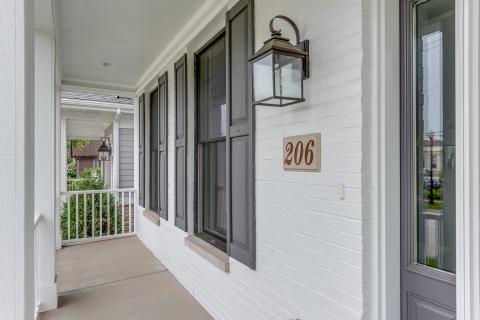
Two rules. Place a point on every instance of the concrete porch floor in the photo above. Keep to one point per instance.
(119, 279)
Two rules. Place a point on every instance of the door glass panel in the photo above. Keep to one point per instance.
(214, 187)
(434, 79)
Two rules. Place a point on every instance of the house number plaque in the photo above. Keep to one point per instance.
(302, 152)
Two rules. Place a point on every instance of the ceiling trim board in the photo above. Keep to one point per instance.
(89, 89)
(195, 25)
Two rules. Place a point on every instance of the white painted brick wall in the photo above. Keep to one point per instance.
(312, 261)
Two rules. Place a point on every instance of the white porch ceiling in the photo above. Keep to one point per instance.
(127, 33)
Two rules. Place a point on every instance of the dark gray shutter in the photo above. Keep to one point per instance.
(180, 143)
(240, 136)
(141, 150)
(154, 126)
(162, 145)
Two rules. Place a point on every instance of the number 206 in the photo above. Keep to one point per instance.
(299, 153)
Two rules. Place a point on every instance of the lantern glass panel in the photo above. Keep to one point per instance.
(288, 76)
(263, 79)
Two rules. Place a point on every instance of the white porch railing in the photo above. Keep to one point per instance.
(74, 184)
(91, 215)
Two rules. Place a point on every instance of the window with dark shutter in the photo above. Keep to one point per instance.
(225, 203)
(211, 222)
(180, 143)
(141, 150)
(240, 133)
(158, 148)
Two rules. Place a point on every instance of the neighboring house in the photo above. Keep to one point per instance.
(87, 157)
(90, 117)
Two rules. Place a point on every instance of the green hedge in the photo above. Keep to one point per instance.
(88, 213)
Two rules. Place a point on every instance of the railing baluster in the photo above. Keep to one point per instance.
(68, 216)
(76, 216)
(129, 211)
(108, 213)
(123, 212)
(93, 215)
(85, 215)
(116, 205)
(101, 213)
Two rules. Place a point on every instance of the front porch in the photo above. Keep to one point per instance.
(119, 279)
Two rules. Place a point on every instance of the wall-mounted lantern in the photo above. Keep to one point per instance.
(279, 68)
(105, 150)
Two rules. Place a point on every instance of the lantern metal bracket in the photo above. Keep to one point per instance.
(302, 45)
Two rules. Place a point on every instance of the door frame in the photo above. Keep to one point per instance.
(386, 157)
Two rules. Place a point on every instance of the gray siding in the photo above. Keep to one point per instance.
(125, 158)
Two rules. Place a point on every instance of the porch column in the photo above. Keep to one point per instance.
(45, 170)
(16, 158)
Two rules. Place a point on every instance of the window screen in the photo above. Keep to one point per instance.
(211, 143)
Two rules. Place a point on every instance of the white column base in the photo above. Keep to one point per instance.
(48, 298)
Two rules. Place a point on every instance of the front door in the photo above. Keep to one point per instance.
(428, 160)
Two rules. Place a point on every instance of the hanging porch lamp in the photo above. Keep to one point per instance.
(279, 68)
(104, 151)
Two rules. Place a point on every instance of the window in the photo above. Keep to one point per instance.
(211, 127)
(141, 150)
(158, 148)
(153, 205)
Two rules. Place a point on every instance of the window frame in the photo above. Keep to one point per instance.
(198, 214)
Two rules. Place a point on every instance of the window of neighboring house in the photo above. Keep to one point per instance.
(434, 161)
(211, 124)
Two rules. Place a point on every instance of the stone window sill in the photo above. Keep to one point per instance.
(152, 216)
(209, 252)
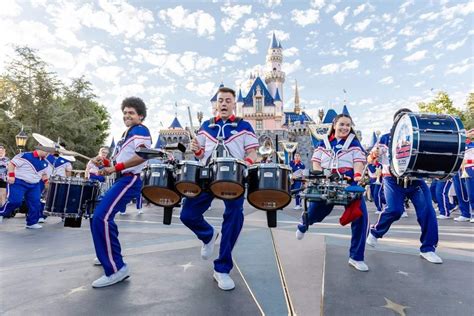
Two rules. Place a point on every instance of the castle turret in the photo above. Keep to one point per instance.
(274, 77)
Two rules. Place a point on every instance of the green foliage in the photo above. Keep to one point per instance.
(32, 97)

= = =

ACTIVITY
Set down every line of the entries above again, exactly as written, but not the pictures.

RESULT FOR THIS EXERCISE
Two rules. Place a point on every instance of the concrete porch floor in the photo above. Keep to one point per instance.
(119, 279)
Two rules. Place a point on every instance of the door glass panel in the photo above. Keep to one point per instance.
(214, 187)
(434, 79)
Two rules. Place a point on every instance of the house number plaque in the photo above. Keep to one point per instance.
(302, 152)
Two rules. Place a point on every instance of the ceiling trim board in the photo above. Keep to one point per instance.
(89, 89)
(195, 25)
Two rules. Place a point on every instance of the white painted brick wall in the photo above. Keep to one point per instance.
(312, 261)
Two rules. Place a point on every instance of the white porch ceiling in the photo above. Keep to one point per instance.
(127, 33)
Two rules. Place a point on every instance of the dark gray shutter in the photo above. Keep to one point per instance.
(180, 143)
(240, 136)
(141, 150)
(154, 126)
(162, 145)
Two rules. Place a point on every instance of the number 206 in the photo above. Keep to one point per instance.
(299, 153)
Two rules. Place a point on every instance of the lantern glass panel in the photo above. Keep to one point per instance.
(288, 76)
(263, 79)
Two rules. Place a point on every instance of the white porch railing in the photo above. Keep to one point per instance.
(74, 184)
(91, 215)
Two rules. Place a point on every instance of the window with dark shutter in the photo above. Keep to one point per instance.
(225, 203)
(211, 222)
(180, 143)
(141, 150)
(240, 133)
(158, 148)
Two rules. Place a point on every instance of the neighboring house in the photo above. Keep to one point per instance.
(87, 157)
(90, 117)
Two rules. Place a point on every instance of the green hedge in the photo above. Keep to one point per instance.
(88, 213)
Two rules. Place a point on every instance of the railing baluster in the photo above. Keep to one point per instance.
(68, 216)
(76, 216)
(129, 211)
(108, 213)
(123, 212)
(93, 215)
(85, 215)
(116, 205)
(101, 213)
Two rules. Place a point on every instance of the front porch in the photo above. Keep to one point per instance.
(119, 279)
Two rules. Place a point on every instance of the wall-mounted lantern in the photo above. Keep to one point per instance.
(279, 68)
(105, 150)
Two rules. Place a point on every instance of the lantern metal bracket in the photo above. Keep to one point per instance.
(302, 45)
Two rules. Place a point on every instance of the door frame in the photo above. Keep to one point per instance.
(386, 157)
Two rules. Place a point on every instance of the gray siding in the photo above. Keep to one point per instance.
(125, 158)
Two rules. Place a point on every instance of the porch column in the photo above. Keep to one point per instance.
(45, 170)
(16, 158)
Two rules. Place a point on every instance of the window screen in the photo above. Keep to one point per instance.
(211, 143)
Two rules. Place a point on every instance of the white column base in the photo above. Keep to one point per instance.
(48, 298)
Two rules. Place a point on every instance of the front door in the photo above. Keep to one point per instance.
(428, 160)
Two rules. Place a point on every instance of the hanging porch lamp in the photo above. Keep to one point per instance.
(279, 68)
(104, 151)
Two rules. Place a point on every instance of the window in the photo above. Keep to one point per instance.
(211, 127)
(141, 150)
(158, 148)
(153, 205)
Two rules. Place a point on every instance of the window frame in the photo above. Keep to one point per instance.
(198, 214)
Two rules. Place a point on every instance of the window of neighboring house in the photo above. Keep to one point per instance.
(434, 161)
(211, 124)
Two rules. Place a point on every instance of the stone window sill in the photo above. Keep to one point per instance.
(152, 216)
(209, 252)
Two rules. Place a point on every instance of the castle turret in the photo above. Keep to one point per instance.
(274, 77)
Two rules. Place a point on every instance of the green foliage in the photo above. Keep to one point per instance.
(32, 97)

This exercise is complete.